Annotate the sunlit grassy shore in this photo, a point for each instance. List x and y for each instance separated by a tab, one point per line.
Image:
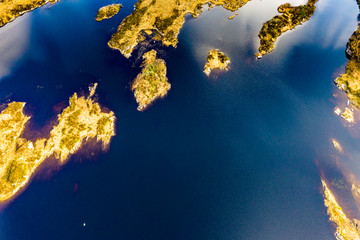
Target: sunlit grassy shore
107	12
162	20
290	18
346	229
152	82
11	9
216	60
82	120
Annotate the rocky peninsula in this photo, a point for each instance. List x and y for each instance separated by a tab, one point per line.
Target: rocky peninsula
108	11
345	227
152	82
290	18
216	60
82	120
161	20
11	9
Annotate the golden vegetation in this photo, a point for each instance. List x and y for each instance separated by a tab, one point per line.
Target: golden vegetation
161	20
19	157
216	60
290	18
11	9
108	12
345	228
152	82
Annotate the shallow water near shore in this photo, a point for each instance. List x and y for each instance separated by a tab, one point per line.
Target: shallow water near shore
232	156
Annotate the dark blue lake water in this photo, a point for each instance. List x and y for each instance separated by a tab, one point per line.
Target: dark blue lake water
228	157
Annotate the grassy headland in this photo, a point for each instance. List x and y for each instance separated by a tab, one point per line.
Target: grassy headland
152	82
11	9
216	60
162	19
290	18
345	228
83	119
107	12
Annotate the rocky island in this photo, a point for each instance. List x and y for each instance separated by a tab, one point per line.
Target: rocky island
290	18
161	20
108	12
345	227
82	120
216	60
11	9
152	82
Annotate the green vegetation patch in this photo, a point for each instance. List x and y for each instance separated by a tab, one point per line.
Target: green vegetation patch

┄┄┄┄┄┄

*Set problem*. Set out the lines above as a numbered list, skipping any blank lines and leaving out the pictures.

*Task output*.
1. Annotate the sunlit grassy shore in this photo, a point for each instance. List x and y for each instance separated by a tab, one point per line.
2. Image:
3. Target: sunlit grassy shore
4. 107	12
5. 162	20
6. 290	18
7. 346	229
8. 152	82
9. 11	9
10. 216	60
11. 82	120
12. Annotate the rocky peninsula in this photo, a point for each instance. List x and y for each instance separated by a tab, one point per line.
13. Target: rocky peninsula
14. 108	11
15. 345	227
16. 152	82
17. 290	18
18. 216	60
19. 82	120
20. 161	20
21. 11	9
22. Annotate the golden vegetation in this photo, a point for each instance. List x and y for each instance separated by a tab, one point per line.
23. Target: golden vegetation
24. 161	20
25. 19	157
26. 216	60
27. 290	18
28. 11	9
29. 108	12
30. 345	228
31. 152	82
32. Annotate the shallow water near shore in this photo, a point for each instance. List x and y for each instance separated by a tab, one point per line.
33. Target: shallow water near shore
34. 232	156
35. Annotate the dark blue lake water in this photo, a point for each instance. List x and y for each instance separated by a tab, one point per line.
36. Target: dark blue lake water
37. 228	157
38. Annotate the grassy headland in this photo, a point for each instance. List x and y for each instance separated by a tab, one point per line.
39. Target: grassy headland
40. 152	82
41. 11	9
42. 216	60
43. 162	19
44. 290	18
45. 345	228
46. 83	119
47. 107	12
48. Annotate the rocky island in this photo, a point for each instance. List x and y for each instance separated by a tab, one point per line.
49. Target: rocky island
50. 290	18
51. 161	20
52. 108	12
53. 345	227
54. 82	120
55. 216	60
56. 11	9
57. 152	82
58. Annotate the green vegetation patch in this photo, a point for each instance. List x and y for each instance separated by a tab, one point per line.
59. Target: green vegetation patch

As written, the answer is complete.